● **TASK INSTRUCTIONS**: Go through the data and say how many lines include the string "woman"; return only the figure.
#### DATASET CONTENT
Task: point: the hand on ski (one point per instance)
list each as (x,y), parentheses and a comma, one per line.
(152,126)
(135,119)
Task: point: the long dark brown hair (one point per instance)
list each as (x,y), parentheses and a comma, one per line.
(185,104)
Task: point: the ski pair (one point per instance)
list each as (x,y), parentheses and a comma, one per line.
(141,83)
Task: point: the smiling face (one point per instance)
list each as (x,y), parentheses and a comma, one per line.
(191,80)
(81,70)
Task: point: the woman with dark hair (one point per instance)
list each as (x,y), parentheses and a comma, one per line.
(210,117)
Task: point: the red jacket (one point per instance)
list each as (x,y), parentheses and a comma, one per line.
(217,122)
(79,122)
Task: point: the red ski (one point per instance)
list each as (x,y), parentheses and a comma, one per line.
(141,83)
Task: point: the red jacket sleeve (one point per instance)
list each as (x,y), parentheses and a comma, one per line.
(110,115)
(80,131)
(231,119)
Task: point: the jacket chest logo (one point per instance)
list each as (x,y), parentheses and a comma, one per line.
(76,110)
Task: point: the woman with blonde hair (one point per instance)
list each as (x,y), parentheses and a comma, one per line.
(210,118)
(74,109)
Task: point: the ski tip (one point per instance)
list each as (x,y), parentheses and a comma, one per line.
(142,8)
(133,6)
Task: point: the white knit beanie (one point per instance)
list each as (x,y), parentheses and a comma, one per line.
########
● **EXERCISE SOLUTION**: 2